Activity list:
a. According to the Bruins–Canadiens game recap, how much ice time did Ryan Spooner log?
b. Extend the Bruins–Canadiens game recap below, picking up after its last sentence.

Document section Block Start

Julien’s counterpart, Bruce Cassidy, called the video tribute a “classy move” by the Bruins organization after the game had been settled, and there’s no doubting it was the right move for a coach that won over 400 games during his 10 years leading the Bruins. It was also the final chapter in his Bruins book as Julien now has completely moved on to his new gig guiding the Canadiens where it seems like his work is most definitely cut out for him. 

Spooner's strong play continues as B's dominate Habs

Spooner's strong play continues as B's dominate Habs

GOLD STAR: It had to feel good for Ryan Spooner. The speedy forward played a great game, finished with the game-winning goal in Claude Julien’s return to Boston and had both four shots on net and four registered hits in 16:07 of ice time. His goal was a level of grit and buy-in that he didn’t always have when Julien was the coach, but it’s one that he’s found more and more since Bruce Cassidy took over behind the B’s bench. Spooner drove the puck straight toward the net, and attempted to throw a pass backdoor to Matt Grzelcyk. But instead the puck bounced off Jonathan Drouin’s skate and ended up in the back of the net to make it a 2-1 game in the second period. For a player that long struggled under the watchful eye of Julien, Spooner’s night continued a stretch of very strong play since coming back from injury. 

BLACK EYE: Jonathan Drouin was supposed to be a game-changing center for the Canadiens after being moved from Tampa Bay, but he hasn’t even been close to that, or actually being a center, for the Habs this year. Drouin really didn’t bring much of anything on Wednesday night with a couple of shots on net, a giveaway and a 1-for-9 on the draw in his 17:04 of ice time. He was like so many of the other players on the Montreal roster that didn’t show up with their best in a rivalry game between the Bruins and the Habs. Even worse than that they didn’t show up in a game they desperately needed to win if they wanted to stay relevant in the playoff race. With the minus game again on Wednesday, Drouin is also now a minus-20 on the season in what’s been a truly disappointing year.

Document section Block End
Data extract Block Start

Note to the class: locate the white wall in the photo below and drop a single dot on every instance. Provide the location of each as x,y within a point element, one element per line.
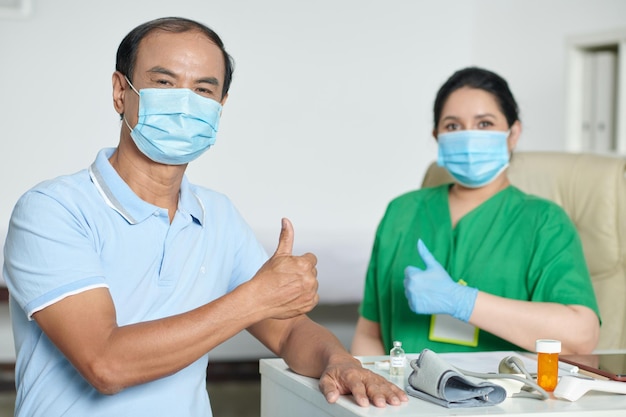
<point>329,115</point>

Data extract Block End

Numbered responses:
a. 16:07

b.
TURNING POINT: The Bruins bounced back strongly after giving up a goal on the first shift of the game, and really took things over after the fortunate bounce for Jakub Jerabek got the Habs on the board early. The Bruins outshot the Canadiens by a 25-13 margin in the first two periods, dominated play and posted a goal in each of the first two periods to get the B’s on the board. From that point on it was smooth sailing and Boston only needed to collect a couple of insurance goals in the third period to truly seal Montreal’s fate. What was surprising was that the Habs showed little fight or pride while slowly sinking into the mud during the game, and never ever provided any real challenge to the Bruins in a game that was still separated by just a single goal until later in the third period. 

HONORABLE MENTION: David Krejci had one of his better games for the Bruins with a goal, two points and a plus-2 rating in 15:58 of ice time. It was an empty net goal that rounded out the scoring in the third period, and he finished with four shot attempts, a takeaway and 16-of-20 face-off wins in 15:58 of ice time. In general the Bruins frontline centers absolutely and thoroughly dominated Montreal’s poor excuse for players down the middle of their lineup, and Krejci was a big part of that in helping set up Spooner’s game-winner as well. Krejci was also a player that had his differences of opinion with Julien when he was coaching the Bruins, so the big game for him on Wednesday night also must have felt pretty cathartic when it was all said and done.   

BY THE NUMBERS: 15 – the number of games for Tuukka Rask’s current point streak where he’s put together a 13-0-2 record that dates back to his four game benching in the middle of November. He finished with a solid night’s work of 21 saves in the win over the Habs.  

QUOTE TO NOTE: “We laid an egg.” –Claude Julien said that phrase in both French and English to discuss a truly pathetic performance for his Canadiens team in what should have been an intense Bruins/Habs rivalry game on national television.